* What you have to do: Edit the entries from the line containing "Query: stone dome" through the line containing "Mark the region of every instance of the stone", changing "expected layout" to "required format" and leaving everything else unchanged. Return only those lines.

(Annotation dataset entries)
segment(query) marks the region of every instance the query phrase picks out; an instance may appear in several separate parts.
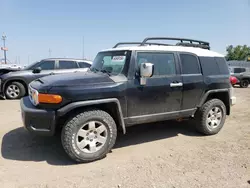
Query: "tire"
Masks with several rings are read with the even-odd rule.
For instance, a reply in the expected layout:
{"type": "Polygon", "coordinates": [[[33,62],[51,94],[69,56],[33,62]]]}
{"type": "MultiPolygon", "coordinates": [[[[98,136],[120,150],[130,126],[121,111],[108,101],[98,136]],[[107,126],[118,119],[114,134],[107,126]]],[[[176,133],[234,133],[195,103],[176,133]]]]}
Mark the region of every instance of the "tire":
{"type": "Polygon", "coordinates": [[[113,148],[116,137],[117,127],[114,119],[102,110],[88,110],[70,118],[61,133],[62,146],[65,152],[71,159],[79,163],[92,162],[104,158],[113,148]],[[93,124],[92,122],[95,123],[93,124]],[[93,129],[93,126],[97,128],[93,129]],[[100,129],[98,130],[100,127],[104,130],[102,133],[99,131],[100,129]],[[106,141],[102,144],[101,142],[99,143],[98,139],[103,138],[106,141]],[[101,145],[98,146],[98,144],[101,145]],[[100,148],[98,149],[98,147],[100,148]]]}
{"type": "Polygon", "coordinates": [[[5,87],[6,99],[21,99],[25,94],[25,87],[20,82],[11,82],[5,87]]]}
{"type": "Polygon", "coordinates": [[[214,135],[217,134],[223,127],[226,120],[226,106],[219,99],[212,99],[207,101],[195,114],[195,124],[198,132],[204,135],[214,135]],[[221,118],[218,119],[219,113],[217,115],[210,116],[211,113],[215,113],[216,109],[219,109],[221,112],[221,118]],[[211,119],[215,119],[212,120],[211,119]],[[211,122],[210,122],[211,121],[211,122]],[[218,121],[218,122],[217,122],[218,121]],[[210,123],[209,123],[210,122],[210,123]],[[214,122],[217,122],[217,126],[215,126],[214,122]],[[214,124],[214,126],[212,126],[214,124]]]}
{"type": "Polygon", "coordinates": [[[249,86],[249,81],[248,80],[241,80],[240,81],[240,87],[248,88],[248,86],[249,86]]]}

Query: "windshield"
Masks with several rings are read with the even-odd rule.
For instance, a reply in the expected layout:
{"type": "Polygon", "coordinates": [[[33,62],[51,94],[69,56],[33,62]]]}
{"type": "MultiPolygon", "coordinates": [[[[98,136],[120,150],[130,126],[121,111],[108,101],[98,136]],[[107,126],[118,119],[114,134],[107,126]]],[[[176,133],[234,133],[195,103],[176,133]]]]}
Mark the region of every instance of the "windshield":
{"type": "Polygon", "coordinates": [[[34,62],[34,63],[32,63],[32,64],[30,64],[30,65],[24,67],[23,70],[32,70],[33,67],[34,67],[37,63],[38,63],[38,61],[36,61],[36,62],[34,62]]]}
{"type": "Polygon", "coordinates": [[[129,59],[129,54],[128,51],[99,52],[90,70],[93,72],[106,72],[110,75],[121,74],[126,60],[129,59]]]}

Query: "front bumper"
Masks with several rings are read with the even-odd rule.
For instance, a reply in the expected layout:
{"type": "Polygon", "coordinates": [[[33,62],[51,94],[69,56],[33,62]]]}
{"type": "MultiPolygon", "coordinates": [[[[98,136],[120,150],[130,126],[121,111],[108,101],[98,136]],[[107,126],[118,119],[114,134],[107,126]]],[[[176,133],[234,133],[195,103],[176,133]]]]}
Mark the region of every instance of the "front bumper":
{"type": "Polygon", "coordinates": [[[55,111],[39,109],[24,97],[20,101],[24,127],[32,133],[43,136],[52,136],[55,133],[55,111]]]}

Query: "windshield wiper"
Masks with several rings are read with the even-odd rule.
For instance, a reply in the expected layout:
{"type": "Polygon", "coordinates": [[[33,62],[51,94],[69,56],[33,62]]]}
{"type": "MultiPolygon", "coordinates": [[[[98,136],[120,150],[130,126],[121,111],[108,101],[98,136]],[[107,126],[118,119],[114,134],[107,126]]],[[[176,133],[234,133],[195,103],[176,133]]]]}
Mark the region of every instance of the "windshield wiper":
{"type": "Polygon", "coordinates": [[[107,71],[107,70],[105,70],[105,69],[102,69],[102,70],[100,70],[101,72],[103,72],[103,73],[107,73],[109,76],[111,76],[111,72],[109,72],[109,71],[107,71]]]}

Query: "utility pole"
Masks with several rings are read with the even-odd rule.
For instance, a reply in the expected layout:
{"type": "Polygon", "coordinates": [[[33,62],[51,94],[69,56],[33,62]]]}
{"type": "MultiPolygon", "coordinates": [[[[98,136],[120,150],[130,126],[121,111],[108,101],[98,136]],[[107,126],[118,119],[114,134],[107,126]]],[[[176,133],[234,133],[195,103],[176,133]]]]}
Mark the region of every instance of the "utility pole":
{"type": "Polygon", "coordinates": [[[7,48],[5,47],[5,40],[6,40],[6,35],[5,34],[3,34],[2,35],[2,40],[3,40],[3,48],[2,48],[2,50],[3,50],[3,53],[4,53],[4,64],[7,64],[7,57],[6,57],[6,51],[7,51],[7,48]]]}
{"type": "Polygon", "coordinates": [[[84,59],[84,36],[82,37],[82,59],[84,59]]]}
{"type": "Polygon", "coordinates": [[[51,52],[52,52],[52,50],[49,48],[49,57],[51,56],[51,52]]]}

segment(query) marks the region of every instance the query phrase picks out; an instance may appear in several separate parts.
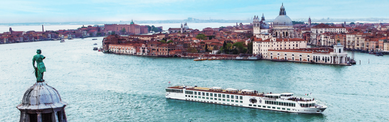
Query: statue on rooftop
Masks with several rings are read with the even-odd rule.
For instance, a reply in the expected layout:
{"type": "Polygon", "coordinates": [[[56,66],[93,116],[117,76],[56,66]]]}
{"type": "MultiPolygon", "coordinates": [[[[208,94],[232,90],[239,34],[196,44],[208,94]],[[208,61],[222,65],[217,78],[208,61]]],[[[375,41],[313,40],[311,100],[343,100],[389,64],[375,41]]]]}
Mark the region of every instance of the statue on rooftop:
{"type": "Polygon", "coordinates": [[[43,72],[46,72],[46,67],[43,63],[43,60],[46,58],[43,55],[40,55],[42,51],[40,49],[36,50],[36,55],[34,56],[33,58],[33,66],[35,70],[35,76],[36,77],[36,82],[43,82],[43,72]],[[36,61],[36,67],[35,67],[35,62],[36,61]]]}

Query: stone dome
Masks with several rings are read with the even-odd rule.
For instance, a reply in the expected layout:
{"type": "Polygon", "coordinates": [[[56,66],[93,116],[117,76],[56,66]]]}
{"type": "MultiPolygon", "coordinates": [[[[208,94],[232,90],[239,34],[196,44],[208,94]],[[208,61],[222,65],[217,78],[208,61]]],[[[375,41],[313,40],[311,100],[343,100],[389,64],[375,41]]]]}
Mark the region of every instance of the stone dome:
{"type": "Polygon", "coordinates": [[[273,26],[293,26],[292,19],[286,15],[280,15],[274,19],[273,26]]]}
{"type": "Polygon", "coordinates": [[[38,82],[26,91],[21,104],[18,105],[17,107],[20,110],[33,111],[39,109],[50,113],[60,110],[54,109],[62,108],[67,105],[62,101],[55,89],[47,85],[45,82],[38,82]]]}

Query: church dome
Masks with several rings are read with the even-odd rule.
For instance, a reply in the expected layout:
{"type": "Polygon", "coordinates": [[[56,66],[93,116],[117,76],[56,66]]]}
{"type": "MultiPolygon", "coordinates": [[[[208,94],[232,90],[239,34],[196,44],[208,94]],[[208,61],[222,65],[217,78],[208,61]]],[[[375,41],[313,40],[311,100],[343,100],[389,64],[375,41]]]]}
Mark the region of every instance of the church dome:
{"type": "Polygon", "coordinates": [[[67,105],[61,100],[55,89],[47,85],[44,82],[38,82],[26,91],[21,104],[17,107],[19,110],[27,110],[52,109],[63,107],[67,105]]]}
{"type": "Polygon", "coordinates": [[[274,19],[273,26],[293,26],[292,19],[286,15],[280,15],[274,19]]]}
{"type": "Polygon", "coordinates": [[[274,26],[293,26],[292,19],[286,15],[286,12],[285,11],[285,7],[283,7],[283,3],[280,9],[280,15],[278,15],[273,21],[274,26]]]}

* Task answer:
Query: stone dome
Masks with several rings are read with the even-odd rule.
For instance, a reply in the required format:
{"type": "Polygon", "coordinates": [[[56,66],[93,116],[117,76],[56,66]]]}
{"type": "MultiPolygon", "coordinates": [[[[208,94],[232,90],[239,34],[196,44],[208,94]],[[208,61],[222,65],[217,78],[208,61]]],[[[375,41],[313,40],[311,100],[343,100],[389,64],[375,41]]]]}
Mark the region of every instance of the stone dome:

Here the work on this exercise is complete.